*SET PROBLEM*:
Return the lines that run from the line containing "of the dense" through the end of the entries, both ends included. Leave out all pictures.

— start ROWS —

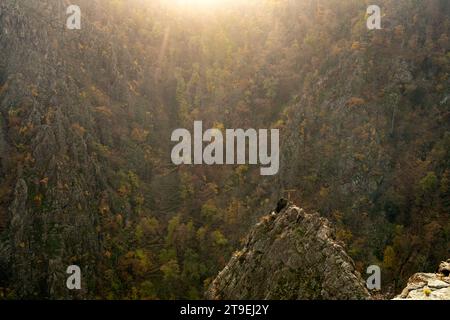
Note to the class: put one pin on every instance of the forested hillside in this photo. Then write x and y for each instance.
(86, 118)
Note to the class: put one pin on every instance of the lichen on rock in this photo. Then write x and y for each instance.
(290, 255)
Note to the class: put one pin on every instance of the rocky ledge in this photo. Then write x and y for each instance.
(290, 255)
(428, 286)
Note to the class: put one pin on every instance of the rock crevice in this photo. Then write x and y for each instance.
(290, 255)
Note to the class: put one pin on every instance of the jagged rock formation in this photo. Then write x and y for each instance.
(429, 286)
(292, 255)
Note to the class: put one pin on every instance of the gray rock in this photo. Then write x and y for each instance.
(293, 255)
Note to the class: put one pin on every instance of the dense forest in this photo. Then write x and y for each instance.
(86, 118)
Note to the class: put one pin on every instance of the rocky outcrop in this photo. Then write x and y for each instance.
(290, 255)
(428, 286)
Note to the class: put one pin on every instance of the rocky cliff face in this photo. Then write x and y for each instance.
(290, 255)
(429, 286)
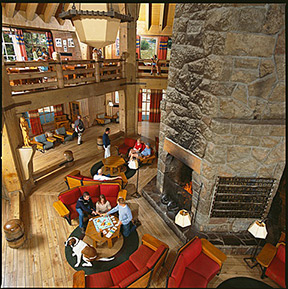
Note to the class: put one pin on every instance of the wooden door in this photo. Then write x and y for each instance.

— end ROWS —

*COMPLETE ANSWER*:
Note to the class: put one pin on every instance of the dense forest in this photo. Then write x and y for each instance.
(86, 118)
Note to the class: put one pin on every instance of the rocky outcrop in this photo. Then write x and y for each instance.
(290, 255)
(428, 286)
Note to the class: put one pin on every instance of the rocky cliff face in this photo. Then write x and y for each instance.
(290, 255)
(429, 286)
Note to the class: put one pin on every instance of the wooden door in this photo. Then write x and y for each instance.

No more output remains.